■ The request
Copy the stretch of the worked determinant solution from "So, the correct" through "of $n+1$ terms.", replacing "whole numbers" with "non-negative integers".

■ Quoted passage
By using these formulas to above equation we get
\begin{align} & \Rightarrow {{a}_{1}}=2\left( \dfrac{m\left( m+1 \right)}{2} \right)-\left( m+1 \right) \\ & \Rightarrow {{a}_{1}}={{m}^{2}}+m-m-1 \\ & \Rightarrow {{a}_{1}}={{m}^{2}}-1..........equation(ii) \\ \end{align}
Now let us assume that second element of first row as
\begin{align} & \Rightarrow {{a}_{2}}=\sum\limits_{r=0}^{m}{{}^{m}{{C}_{r}}} \\ & \Rightarrow {{a}_{2}}={}^{m}{{C}_{0}}+{}^{m}{{C}_{1}}+{}^{m}{{C}_{2}}+...........+{}^{m}{{C}_{m}} \\ \end{align}
We know that binomial expansion as’
${{\left( 1+x \right)}^{n}}={}^{n}{{C}_{0}}+{}^{n}{{C}_{1}}x+{}^{n}{{C}_{2}}{{x}^{2}}+.........+{}^{n}{{C}_{n}}{{x}^{n}}$
Now by substituting $x=1$ in above equation we get
$\Rightarrow {{2}^{n}}={}^{n}{{C}_{0}}+{}^{n}{{C}_{1}}+{}^{n}{{C}_{2}}+.........+{}^{n}{{C}_{n}}$
By using this result in the second element of first row we get
$\Rightarrow {{a}_{2}}={{2}^{m}}.......equation(iii)$
Let us assume that the third element of first row we get
$\Rightarrow {{a}_{3}}=\sum\limits_{r=0}^{m}{1}$
We know that the standard result to summation as
$\sum\limits_{r=0}^{n}{1}=n+1$
By using this result to above equation we get
$\Rightarrow {{a}_{3}}=m+1.........equation(iv)$
Now, by substituting the equation (ii), equation (iii) and equation (iv) in equation (i) we get
$\Rightarrow \sum\limits_{r=0}^{m}{{{\Delta }_{r}}}=\left| \begin{matrix} {{m}^{2}}-1 & {{2}^{m}} & m+1 \\ {{m}^{2}}-1 & {{2}^{m}} & m+1 \\ a & b & c \\ \end{matrix} \right|$

Here, we can see that there are two equal rows.
We know that the determinant having two equal rows or columns is zero.
By using the result we get
$\Rightarrow \sum\limits_{r=0}^{m}{{{\Delta }_{r}}}=0$
Therefore the summation of given determinant with respect to $'r'$ is given as
$\therefore \sum\limits_{r=0}^{m}{{{\Delta }_{r}}}=0$

So, the correct answer is “Option A”.

Note: Students may do mistake in the summation of numbers.
Here we have the formula of the summation of first $'n'$ whole numbers as
$\sum\limits_{r=0}^{n}{1}=n+1$
Here, the summation stars from 0 so, we get total of $n+1$ terms.
But students may do mistake and take the formula as
$\sum\limits_{r=0}^{n}{1}=n$

Records from a collection:

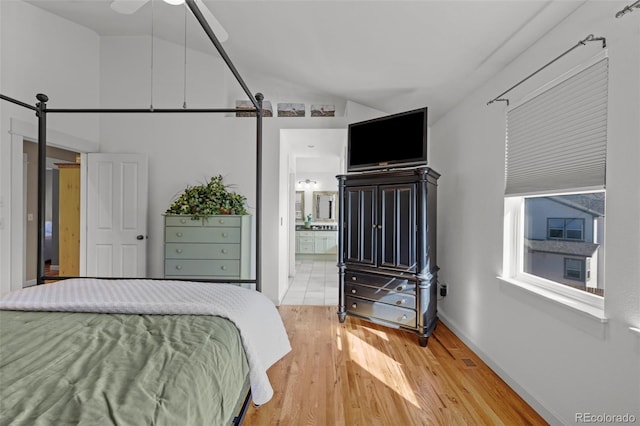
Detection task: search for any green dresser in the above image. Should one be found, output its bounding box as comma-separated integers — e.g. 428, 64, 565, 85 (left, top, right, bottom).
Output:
164, 215, 251, 279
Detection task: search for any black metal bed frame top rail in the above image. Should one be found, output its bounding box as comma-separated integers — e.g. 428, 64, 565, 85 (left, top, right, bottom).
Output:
0, 0, 264, 291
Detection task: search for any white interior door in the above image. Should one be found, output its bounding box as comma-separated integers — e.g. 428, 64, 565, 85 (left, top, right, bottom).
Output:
86, 153, 149, 278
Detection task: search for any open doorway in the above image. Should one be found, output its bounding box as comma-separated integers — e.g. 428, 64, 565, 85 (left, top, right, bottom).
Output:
280, 129, 347, 305
23, 140, 80, 286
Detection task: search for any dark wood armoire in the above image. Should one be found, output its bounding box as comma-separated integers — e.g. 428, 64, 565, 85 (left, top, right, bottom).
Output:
337, 167, 440, 346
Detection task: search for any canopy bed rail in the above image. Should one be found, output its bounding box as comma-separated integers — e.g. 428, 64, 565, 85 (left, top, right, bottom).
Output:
0, 0, 291, 425
0, 0, 264, 291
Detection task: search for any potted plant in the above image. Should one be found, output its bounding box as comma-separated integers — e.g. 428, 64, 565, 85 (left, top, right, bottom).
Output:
166, 175, 248, 220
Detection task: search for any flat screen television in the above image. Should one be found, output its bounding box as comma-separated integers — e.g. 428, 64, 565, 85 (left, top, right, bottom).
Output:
347, 107, 427, 172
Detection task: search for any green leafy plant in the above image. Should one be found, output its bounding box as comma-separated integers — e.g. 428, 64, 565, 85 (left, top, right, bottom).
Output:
166, 175, 248, 220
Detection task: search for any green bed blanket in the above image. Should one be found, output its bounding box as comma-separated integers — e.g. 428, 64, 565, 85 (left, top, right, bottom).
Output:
0, 311, 249, 426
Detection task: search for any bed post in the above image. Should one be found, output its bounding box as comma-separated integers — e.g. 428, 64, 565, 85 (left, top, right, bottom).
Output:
36, 93, 49, 285
256, 92, 264, 292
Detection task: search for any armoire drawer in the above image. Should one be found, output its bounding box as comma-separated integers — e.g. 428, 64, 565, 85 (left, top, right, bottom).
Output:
164, 243, 240, 259
164, 259, 240, 277
345, 296, 416, 327
344, 270, 416, 294
165, 226, 240, 243
344, 282, 416, 309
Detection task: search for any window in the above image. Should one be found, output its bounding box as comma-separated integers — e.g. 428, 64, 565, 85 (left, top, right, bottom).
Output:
502, 52, 608, 318
564, 257, 584, 281
547, 218, 584, 241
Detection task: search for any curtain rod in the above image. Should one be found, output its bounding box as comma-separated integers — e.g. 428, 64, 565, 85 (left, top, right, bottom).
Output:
487, 33, 608, 105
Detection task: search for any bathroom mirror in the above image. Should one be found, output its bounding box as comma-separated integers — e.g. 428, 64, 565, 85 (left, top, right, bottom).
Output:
313, 191, 338, 222
296, 191, 304, 220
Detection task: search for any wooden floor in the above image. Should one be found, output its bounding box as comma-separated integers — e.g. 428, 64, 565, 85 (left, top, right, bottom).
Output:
244, 306, 547, 426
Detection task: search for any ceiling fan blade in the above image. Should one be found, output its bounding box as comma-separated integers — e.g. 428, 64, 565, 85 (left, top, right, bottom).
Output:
194, 0, 229, 43
111, 0, 148, 15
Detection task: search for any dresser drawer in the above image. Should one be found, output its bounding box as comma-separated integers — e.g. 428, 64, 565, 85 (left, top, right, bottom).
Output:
164, 216, 242, 228
164, 226, 240, 243
346, 296, 416, 328
164, 243, 240, 259
344, 282, 416, 309
164, 259, 240, 277
344, 271, 416, 294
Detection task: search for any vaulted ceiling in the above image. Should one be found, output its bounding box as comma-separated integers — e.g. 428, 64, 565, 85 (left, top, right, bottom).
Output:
26, 0, 585, 123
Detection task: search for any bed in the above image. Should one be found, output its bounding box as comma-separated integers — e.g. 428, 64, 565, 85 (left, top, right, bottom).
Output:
0, 0, 291, 425
0, 278, 291, 425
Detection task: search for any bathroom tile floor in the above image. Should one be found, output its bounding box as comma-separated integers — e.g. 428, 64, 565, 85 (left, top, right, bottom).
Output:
281, 255, 338, 306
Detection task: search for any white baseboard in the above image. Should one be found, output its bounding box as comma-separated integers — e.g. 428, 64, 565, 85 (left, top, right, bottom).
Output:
438, 311, 563, 425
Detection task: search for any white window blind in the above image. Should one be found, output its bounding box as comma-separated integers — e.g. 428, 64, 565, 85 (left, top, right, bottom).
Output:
505, 57, 608, 195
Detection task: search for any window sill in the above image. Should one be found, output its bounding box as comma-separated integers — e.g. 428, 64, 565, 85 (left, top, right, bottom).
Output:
497, 276, 609, 324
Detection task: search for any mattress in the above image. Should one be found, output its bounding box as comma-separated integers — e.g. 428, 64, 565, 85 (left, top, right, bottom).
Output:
0, 278, 291, 425
0, 311, 249, 426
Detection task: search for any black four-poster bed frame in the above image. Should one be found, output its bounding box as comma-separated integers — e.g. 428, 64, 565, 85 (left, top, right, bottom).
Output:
0, 0, 264, 425
0, 0, 264, 291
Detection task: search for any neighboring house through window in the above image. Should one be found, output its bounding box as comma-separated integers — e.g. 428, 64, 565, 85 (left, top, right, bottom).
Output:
501, 52, 608, 318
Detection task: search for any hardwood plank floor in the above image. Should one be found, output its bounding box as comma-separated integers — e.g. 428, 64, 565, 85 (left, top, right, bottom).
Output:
244, 305, 547, 426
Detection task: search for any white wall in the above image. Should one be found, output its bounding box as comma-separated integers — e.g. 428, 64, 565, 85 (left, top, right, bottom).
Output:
100, 37, 358, 303
431, 1, 640, 424
0, 1, 100, 293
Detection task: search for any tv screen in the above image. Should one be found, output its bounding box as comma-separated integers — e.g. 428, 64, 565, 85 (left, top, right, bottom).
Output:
347, 107, 427, 172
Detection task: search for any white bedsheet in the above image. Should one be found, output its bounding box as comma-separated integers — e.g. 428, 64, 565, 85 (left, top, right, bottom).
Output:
0, 278, 291, 405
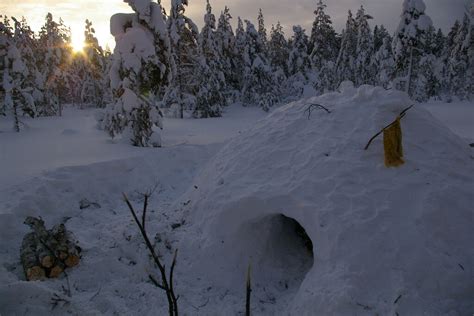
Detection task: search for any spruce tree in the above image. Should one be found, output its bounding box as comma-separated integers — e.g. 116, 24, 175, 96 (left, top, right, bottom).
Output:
242, 20, 279, 111
257, 9, 268, 49
102, 0, 170, 147
373, 36, 395, 88
163, 0, 200, 118
268, 22, 289, 77
37, 13, 71, 116
193, 0, 226, 118
233, 17, 249, 93
81, 20, 106, 107
309, 0, 339, 70
393, 0, 432, 96
354, 6, 375, 86
0, 17, 34, 132
336, 10, 357, 83
216, 6, 239, 90
286, 25, 311, 96
447, 14, 473, 99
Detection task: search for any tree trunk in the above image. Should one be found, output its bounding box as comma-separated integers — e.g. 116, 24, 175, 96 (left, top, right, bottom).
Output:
405, 47, 413, 95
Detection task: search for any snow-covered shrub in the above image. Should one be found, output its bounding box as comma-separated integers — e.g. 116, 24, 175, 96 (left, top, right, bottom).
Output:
102, 0, 170, 147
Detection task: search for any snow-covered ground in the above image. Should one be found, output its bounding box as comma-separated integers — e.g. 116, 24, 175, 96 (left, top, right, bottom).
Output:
0, 94, 474, 316
423, 101, 474, 143
0, 105, 265, 193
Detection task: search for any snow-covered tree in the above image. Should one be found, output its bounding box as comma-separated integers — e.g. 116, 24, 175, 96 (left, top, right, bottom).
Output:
193, 0, 226, 118
446, 14, 473, 99
286, 25, 311, 96
163, 0, 200, 118
257, 9, 268, 49
233, 17, 247, 92
37, 13, 72, 116
80, 20, 107, 107
354, 6, 375, 86
0, 18, 34, 132
268, 22, 289, 76
393, 0, 433, 95
216, 7, 238, 90
12, 18, 43, 117
309, 0, 339, 70
374, 25, 392, 52
102, 0, 170, 147
242, 20, 279, 111
373, 37, 395, 88
336, 10, 357, 82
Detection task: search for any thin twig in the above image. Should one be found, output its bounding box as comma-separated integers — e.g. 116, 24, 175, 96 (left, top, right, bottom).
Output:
123, 193, 179, 316
364, 104, 414, 150
304, 103, 331, 120
142, 194, 149, 229
245, 264, 252, 316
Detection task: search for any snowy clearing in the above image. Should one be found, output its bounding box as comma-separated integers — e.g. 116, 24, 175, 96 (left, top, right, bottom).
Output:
0, 87, 474, 315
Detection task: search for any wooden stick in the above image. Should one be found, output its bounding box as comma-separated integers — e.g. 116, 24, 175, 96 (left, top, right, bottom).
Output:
245, 264, 252, 316
304, 103, 331, 120
364, 104, 415, 150
122, 193, 179, 316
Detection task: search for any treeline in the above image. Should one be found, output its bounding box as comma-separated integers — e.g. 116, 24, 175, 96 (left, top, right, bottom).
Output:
0, 14, 111, 131
0, 0, 474, 146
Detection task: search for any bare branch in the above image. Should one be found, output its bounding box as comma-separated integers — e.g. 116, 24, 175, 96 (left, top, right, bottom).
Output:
304, 103, 331, 120
364, 104, 415, 150
245, 264, 252, 316
123, 193, 178, 316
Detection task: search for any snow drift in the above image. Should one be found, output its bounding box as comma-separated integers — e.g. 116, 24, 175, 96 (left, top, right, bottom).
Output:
181, 83, 474, 315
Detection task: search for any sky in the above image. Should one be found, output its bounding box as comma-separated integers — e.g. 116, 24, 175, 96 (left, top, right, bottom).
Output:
0, 0, 470, 48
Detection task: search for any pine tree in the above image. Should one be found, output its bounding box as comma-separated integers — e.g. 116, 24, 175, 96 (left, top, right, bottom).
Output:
393, 0, 433, 96
354, 6, 375, 86
216, 6, 239, 90
374, 25, 392, 52
242, 20, 279, 111
81, 20, 106, 107
164, 0, 200, 118
336, 10, 357, 83
12, 18, 43, 117
373, 36, 395, 88
268, 22, 289, 77
447, 14, 473, 99
257, 9, 268, 49
102, 0, 170, 147
37, 13, 71, 116
0, 17, 34, 132
286, 25, 311, 96
233, 17, 248, 93
309, 0, 339, 70
193, 0, 226, 118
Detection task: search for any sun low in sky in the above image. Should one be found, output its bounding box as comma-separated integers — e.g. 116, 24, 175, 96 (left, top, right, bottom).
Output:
0, 0, 468, 51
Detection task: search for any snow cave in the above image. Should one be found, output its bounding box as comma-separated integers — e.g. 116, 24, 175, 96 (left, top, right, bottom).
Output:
182, 83, 474, 315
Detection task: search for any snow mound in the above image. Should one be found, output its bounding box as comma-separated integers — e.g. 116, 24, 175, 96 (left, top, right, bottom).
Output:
182, 83, 474, 315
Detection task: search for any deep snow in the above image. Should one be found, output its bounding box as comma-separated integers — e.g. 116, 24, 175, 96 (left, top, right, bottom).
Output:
182, 86, 474, 315
0, 92, 474, 315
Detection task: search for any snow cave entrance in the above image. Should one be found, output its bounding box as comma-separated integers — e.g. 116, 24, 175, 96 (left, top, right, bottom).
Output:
246, 214, 314, 295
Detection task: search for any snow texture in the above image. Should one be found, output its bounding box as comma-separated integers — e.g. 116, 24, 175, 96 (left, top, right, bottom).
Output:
0, 87, 474, 315
182, 83, 474, 315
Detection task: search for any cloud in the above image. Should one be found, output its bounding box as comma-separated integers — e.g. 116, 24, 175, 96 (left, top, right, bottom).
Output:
0, 0, 467, 45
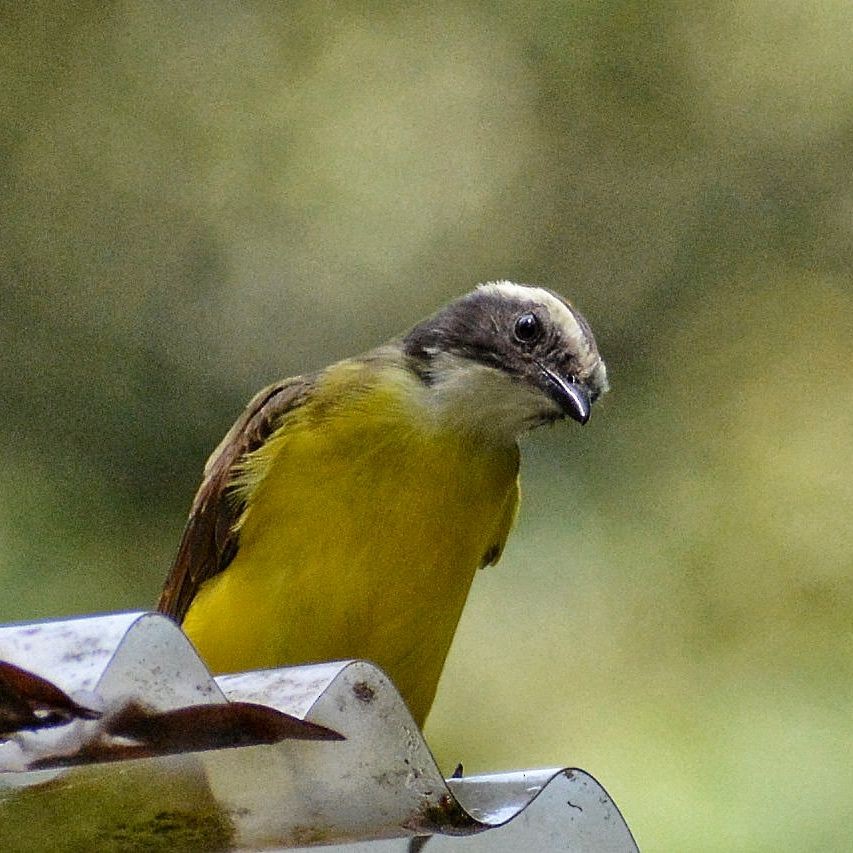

■ Full answer
So, the correct answer is “Option A”.

Note: Students may do mistake in the summation of numbers.
Here we have the formula of the summation of first $'n'$ non-negative integers as
$\sum\limits_{r=0}^{n}{1}=n+1$
Here, the summation stars from 0 so, we get total of $n+1$ terms.